Records from a collection =
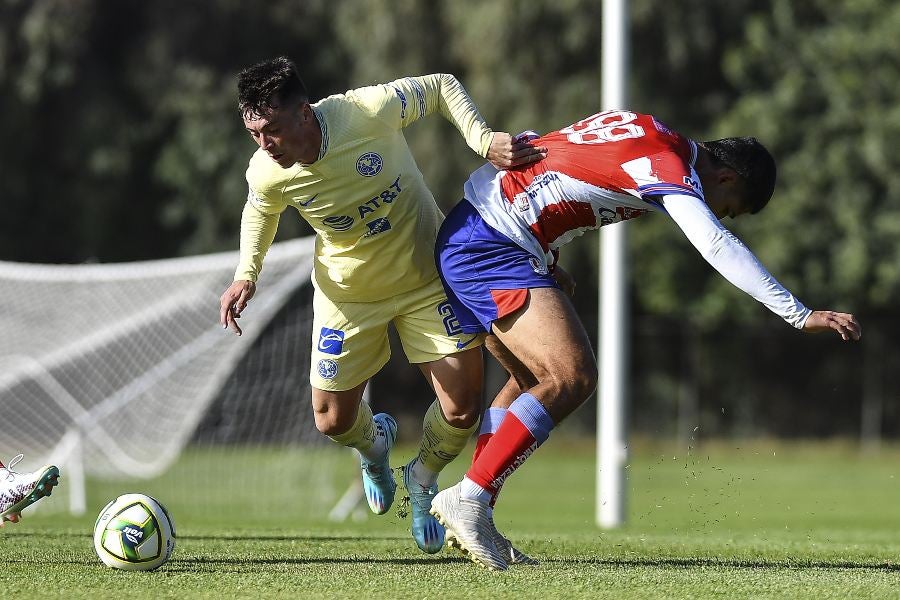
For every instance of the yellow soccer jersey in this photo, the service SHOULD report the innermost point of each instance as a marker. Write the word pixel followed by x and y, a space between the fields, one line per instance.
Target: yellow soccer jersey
pixel 375 218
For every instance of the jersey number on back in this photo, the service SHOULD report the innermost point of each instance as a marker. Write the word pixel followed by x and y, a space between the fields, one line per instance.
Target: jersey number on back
pixel 609 126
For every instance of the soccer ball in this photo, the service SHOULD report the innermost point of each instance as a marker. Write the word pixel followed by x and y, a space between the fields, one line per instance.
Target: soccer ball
pixel 134 533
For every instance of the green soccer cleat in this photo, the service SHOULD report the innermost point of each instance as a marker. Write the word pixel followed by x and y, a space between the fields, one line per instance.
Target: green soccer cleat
pixel 428 533
pixel 378 480
pixel 18 491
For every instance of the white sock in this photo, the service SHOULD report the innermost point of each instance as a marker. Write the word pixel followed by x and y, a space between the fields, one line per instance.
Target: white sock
pixel 422 474
pixel 473 491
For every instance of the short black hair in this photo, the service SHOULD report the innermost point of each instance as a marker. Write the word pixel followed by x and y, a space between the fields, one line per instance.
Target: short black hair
pixel 268 84
pixel 747 157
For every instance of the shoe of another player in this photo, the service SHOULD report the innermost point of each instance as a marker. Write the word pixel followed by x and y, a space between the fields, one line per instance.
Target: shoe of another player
pixel 513 555
pixel 18 491
pixel 378 480
pixel 428 533
pixel 468 524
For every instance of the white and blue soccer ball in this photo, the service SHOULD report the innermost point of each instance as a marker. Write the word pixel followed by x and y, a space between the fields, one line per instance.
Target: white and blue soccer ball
pixel 134 532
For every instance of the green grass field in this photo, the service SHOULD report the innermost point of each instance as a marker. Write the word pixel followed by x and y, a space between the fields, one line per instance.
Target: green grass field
pixel 726 520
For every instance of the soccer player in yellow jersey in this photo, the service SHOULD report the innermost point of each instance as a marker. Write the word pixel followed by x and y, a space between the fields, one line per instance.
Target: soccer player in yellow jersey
pixel 344 165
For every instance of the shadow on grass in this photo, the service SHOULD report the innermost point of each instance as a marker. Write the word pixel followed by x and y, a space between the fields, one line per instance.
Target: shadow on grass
pixel 229 537
pixel 290 538
pixel 734 563
pixel 236 564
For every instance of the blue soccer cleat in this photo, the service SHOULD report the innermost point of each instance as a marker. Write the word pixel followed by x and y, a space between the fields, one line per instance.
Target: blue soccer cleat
pixel 428 533
pixel 378 480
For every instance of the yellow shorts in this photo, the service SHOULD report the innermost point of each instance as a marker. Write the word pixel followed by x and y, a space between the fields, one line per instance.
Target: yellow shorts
pixel 350 339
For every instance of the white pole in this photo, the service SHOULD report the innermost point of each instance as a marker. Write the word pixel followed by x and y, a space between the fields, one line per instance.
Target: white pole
pixel 613 360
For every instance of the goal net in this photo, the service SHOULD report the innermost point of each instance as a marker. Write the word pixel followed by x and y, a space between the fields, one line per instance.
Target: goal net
pixel 122 376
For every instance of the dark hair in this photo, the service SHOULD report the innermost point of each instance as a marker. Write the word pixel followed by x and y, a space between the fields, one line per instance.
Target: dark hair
pixel 752 162
pixel 269 84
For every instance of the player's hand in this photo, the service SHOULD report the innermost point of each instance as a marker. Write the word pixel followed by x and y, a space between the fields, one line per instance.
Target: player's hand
pixel 506 151
pixel 844 323
pixel 12 518
pixel 233 303
pixel 565 280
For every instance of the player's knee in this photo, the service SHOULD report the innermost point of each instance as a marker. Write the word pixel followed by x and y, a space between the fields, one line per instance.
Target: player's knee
pixel 576 381
pixel 462 406
pixel 584 381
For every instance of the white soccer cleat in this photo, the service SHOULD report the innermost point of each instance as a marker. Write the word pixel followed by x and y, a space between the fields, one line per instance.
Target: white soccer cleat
pixel 468 525
pixel 513 555
pixel 18 491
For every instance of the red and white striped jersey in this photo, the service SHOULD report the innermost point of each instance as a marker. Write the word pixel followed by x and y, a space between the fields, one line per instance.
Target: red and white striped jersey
pixel 606 168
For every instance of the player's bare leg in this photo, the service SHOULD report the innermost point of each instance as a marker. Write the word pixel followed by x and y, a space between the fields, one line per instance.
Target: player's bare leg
pixel 345 418
pixel 448 425
pixel 548 339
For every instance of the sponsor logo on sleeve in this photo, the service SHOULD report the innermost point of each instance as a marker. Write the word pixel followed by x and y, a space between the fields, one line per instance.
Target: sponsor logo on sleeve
pixel 331 341
pixel 327 368
pixel 402 97
pixel 377 226
pixel 369 164
pixel 522 202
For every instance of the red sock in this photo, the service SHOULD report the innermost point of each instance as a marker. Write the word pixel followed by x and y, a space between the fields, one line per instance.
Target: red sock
pixel 507 449
pixel 482 441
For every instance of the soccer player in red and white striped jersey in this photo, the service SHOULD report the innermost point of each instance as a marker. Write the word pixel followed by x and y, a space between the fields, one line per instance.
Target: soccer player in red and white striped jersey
pixel 496 254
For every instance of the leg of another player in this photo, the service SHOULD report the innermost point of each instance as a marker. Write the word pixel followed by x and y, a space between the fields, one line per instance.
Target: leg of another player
pixel 520 379
pixel 346 419
pixel 453 418
pixel 548 339
pixel 449 423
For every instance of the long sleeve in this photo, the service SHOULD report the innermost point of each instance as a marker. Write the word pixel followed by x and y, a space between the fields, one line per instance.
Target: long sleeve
pixel 257 233
pixel 732 259
pixel 440 93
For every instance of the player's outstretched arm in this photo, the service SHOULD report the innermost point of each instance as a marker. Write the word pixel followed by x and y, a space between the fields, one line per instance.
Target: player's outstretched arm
pixel 233 302
pixel 844 324
pixel 507 151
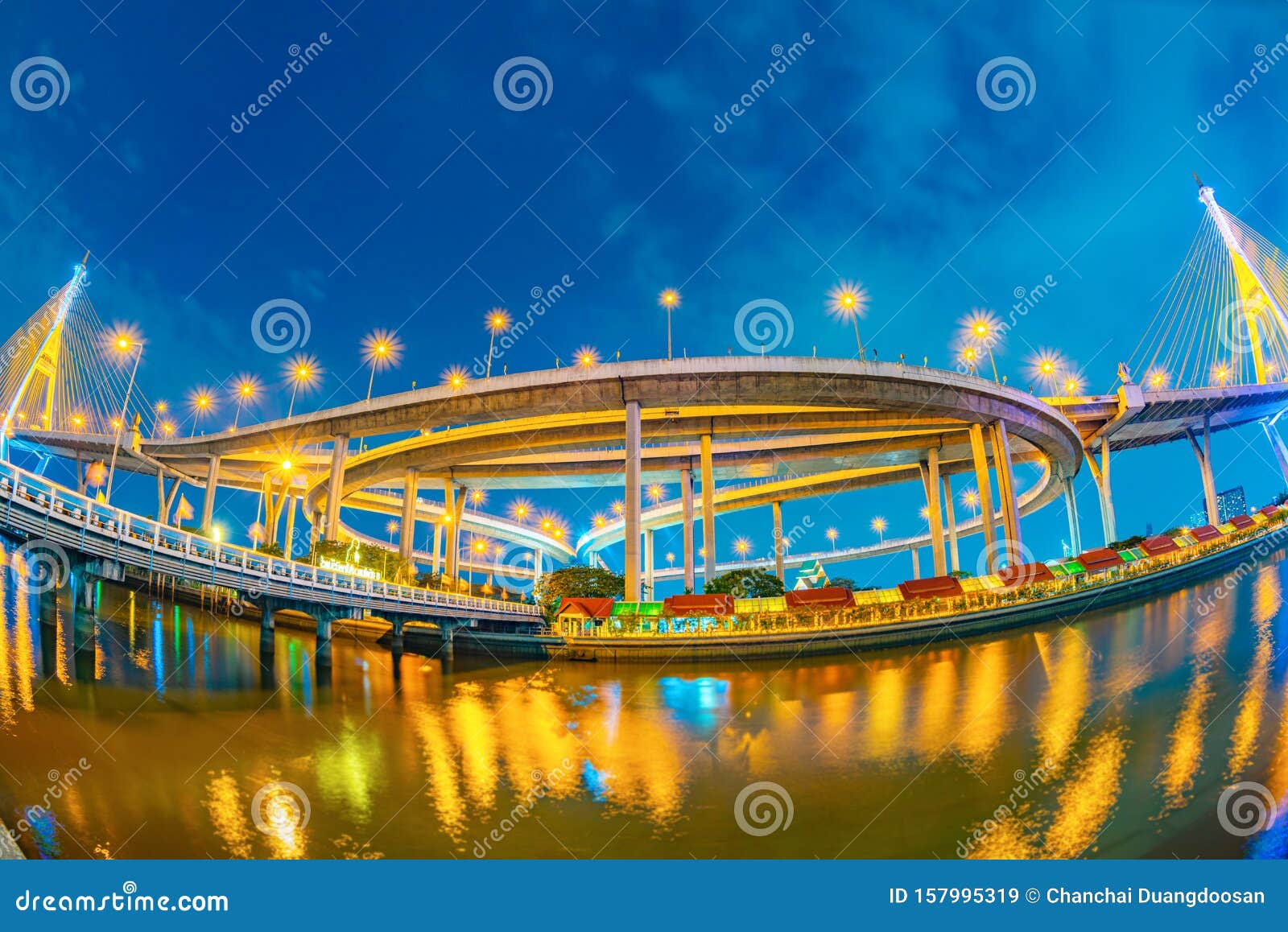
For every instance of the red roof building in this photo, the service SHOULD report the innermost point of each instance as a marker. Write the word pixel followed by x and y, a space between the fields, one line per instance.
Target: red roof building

Task to complete =
Please format all the entries above as a numbered list, one line per item, with blank lines dropped and the pictures left out.

Result of this task =
1. For every instance of the yellow soccer jersey in this photo, the service SHOULD report the innermost point of each instance as a marker. Write the word pixel followed by x and y, a space between the fields, one line per instance.
2. Target: yellow soccer jersey
3. pixel 375 218
4. For every instance of the jersey number on back in this photo, the service SHOULD report the innermost point of each instance as a marker. Write the word pixel followed by x and y, a space between the fields, one line per instance.
5. Target: jersey number on back
6. pixel 609 126
7. For every instance of the soccer ball in this photo, the service SHOULD report the innermost point of each instance as a marker. Write the word pixel followed by x and y, a space between the fields, one line per instance.
8. Target: soccer ball
9. pixel 134 533
10. For every instance of the green soccer cleat in this photo, the service SHOULD report the innermost point of each instance as a marker. Write the word pixel followed by x and y, a space between the fields, one line per instance.
11. Target: green soccer cleat
12. pixel 428 533
13. pixel 378 480
14. pixel 18 491
15. For every instance of the white sock in this photo, the service SHOULD report the innermost point of each instance as a marker. Write the word pixel followed by x and y, a space between the fields, one line per instance.
16. Target: white sock
17. pixel 422 474
18. pixel 473 491
19. For every instance of the short black hair in this photo, the service SHOULD report the innermost point of each instance as a marker. Write the word pixel followed by x and y, a space between the fields, one line per instance.
20. Target: short black hair
21. pixel 268 84
22. pixel 747 157
23. For every instance of the shoe of another player in this photo, the service SHOULD report the innermost point of each instance as a marker. Write the word pixel followed by x and y, a space between the fields, one line per instance.
24. Target: shoe of another player
25. pixel 513 555
26. pixel 18 491
27. pixel 378 480
28. pixel 428 533
29. pixel 468 524
30. For every instance of the white and blue soccer ball in this photo, the service SHOULD report the innermost point of each instance as a marker. Write the word pixel followed by x and y, a space between the fields, one line per instance.
31. Target: white and blue soccer ball
32. pixel 134 532
33. For every instance of the green grass field in this photo, the service SHOULD report the innermost point of each instance as a marker. Write the word pixel followed by x and y, a space between the fields, one line per instance.
34. Target: green grass field
35. pixel 726 520
36. For every instance of the soccer player in yellow jersey in this photo, the service SHOULD report the innermost point of each instance as a marker. Write the word pixel followed by x and y, a space between the fields, one line per instance.
37. Target: soccer player in yellow jersey
38. pixel 344 165
39. For every instance of the shadow on grass in this photo, the service SHOULD report the innermost point of each instance as a marker. Write the word pixel followed by x and y, a space between the fields, one line per instance.
40. Target: shadow on grass
41. pixel 229 537
42. pixel 290 538
43. pixel 734 563
44. pixel 236 564
45. For every instance of the blue soccer cleat in this photo, the service SHOULD report the innermost point of each instance as a marker. Write the word pixel followed by x and y, a space between the fields, one line per instance.
46. Target: blue soccer cleat
47. pixel 428 533
48. pixel 378 480
49. For every instance of the yellow shorts in this photo, the service SHOULD report the innermost point of each instance as a marker. Write the word pixel followed by x and y, a space between the fields, one line per instance.
50. Target: yellow shorts
51. pixel 350 339
52. For every instance of the white pole in this photo, the service SHOULD report the innermost point of each instance as a marker. Write the word pixel followed by x and y, a space between the fields, one line per instance.
53. Target: white pole
54. pixel 613 360
55. For every instance of the goal net in this photo, the service SHOULD report the innermost point of each instance as a marker. Write the word pixel followed by x and y, a space between the fields, one line per instance.
56. Target: goal net
57. pixel 122 376
58. For every instance of the dark hair in this photo, the service SHOULD report the innermost point of each instance as a marker. Write the word pixel followed by x and y, a space between the fields, one line per instance.
59. Target: dark hair
60. pixel 752 162
61. pixel 269 84
62. For every instance of the player's hand in this photo, the service SHOULD report the innermost point of each instance as a marker. Write the word pixel followed by x and y, a space between the fields, one line per instance.
63. Target: player's hand
64. pixel 506 151
65. pixel 844 323
66. pixel 12 518
67. pixel 233 303
68. pixel 565 280
69. For every instance of the player's knee in this photo, the service SHOULD report the innermost point of each instance as a marker. Write the word pixel followed by x and y, a space between the fields, one line per instance.
70. Target: player's knee
71. pixel 576 381
72. pixel 462 406
73. pixel 584 381
74. For every instance of the white soccer cleat in this photo, the service SHOULD report the innermost point of each instance as a marker. Write the word pixel followed by x and y, a space between the fields, one line per instance.
75. Target: white soccer cleat
76. pixel 468 525
77. pixel 513 555
78. pixel 18 491
79. For every instance of the red and white striped jersey in this photo, the service SHOULD report the innermost point of each instance as a marker. Write the word pixel followed by x and y, a space between the fields, one line per instance.
80. Target: red and white striped jersey
81. pixel 606 168
82. For every instance of the player's bare leg in this photo, the service SHOULD report the innermost point of each instance as a marker. Write the word pixel followed by x and y, a space between the fields, one line per instance.
83. Target: player's bare leg
84. pixel 345 418
85. pixel 448 425
86. pixel 548 339
87. For every instance of the sponsor logo on sleeve in this photo, the service SHOULD report the innermost point of each instance as a marker. Write the word pixel followed by x and y, a space between the fields, one line per instance.
88. Target: sponsor logo on sleeve
89. pixel 331 341
90. pixel 327 368
91. pixel 402 97
92. pixel 377 226
93. pixel 369 164
94. pixel 522 202
95. For every instance of the red sock in this photo, the service SHOULD report the innermost point of each instance as a marker. Write the word pixel followed by x and y, a space between the fields, one line per instance.
96. Target: red sock
97. pixel 507 449
98. pixel 482 441
99. For every instance of the soccer player in red and white striped jersey in this photo, the service SHOULD report the innermost point of each instance as a marker. Write the word pixel followed by x and y, a space between the fields, one line per instance.
100. Target: soccer player in red and white striped jersey
101. pixel 496 254
102. For every instance of the leg of another player in this photo, the service SHOULD report the innermost point of each instance as a marker. Write the word pixel followed by x and y, a space between the fields, one line per instance.
103. Target: leg of another player
104. pixel 520 379
105. pixel 346 419
106. pixel 453 418
107. pixel 548 339
108. pixel 449 423
109. For every instance of the long sleeve in this photo, the service SHOULD report the innermost point of each instance as a marker. Write the word pixel followed by x and y, a space between the fields, one line per instance.
110. Target: long sleeve
111. pixel 257 233
112. pixel 732 259
113. pixel 440 93
114. For every instance of the player's outstretched arm in this photo, the service SHOULD report the innermost point of each instance as a marker. Write the word pixel followed by x and y, a space between the fields, one line per instance.
115. Target: player's outstretched arm
116. pixel 233 302
117. pixel 844 324
118. pixel 507 151
119. For every instance of the red roof building in this photo, the service SHOULD report the innermost point of each instance as a marker. Write the word pixel followed by x and y, a space between the fields, one line per instance.
120. Target: red roof building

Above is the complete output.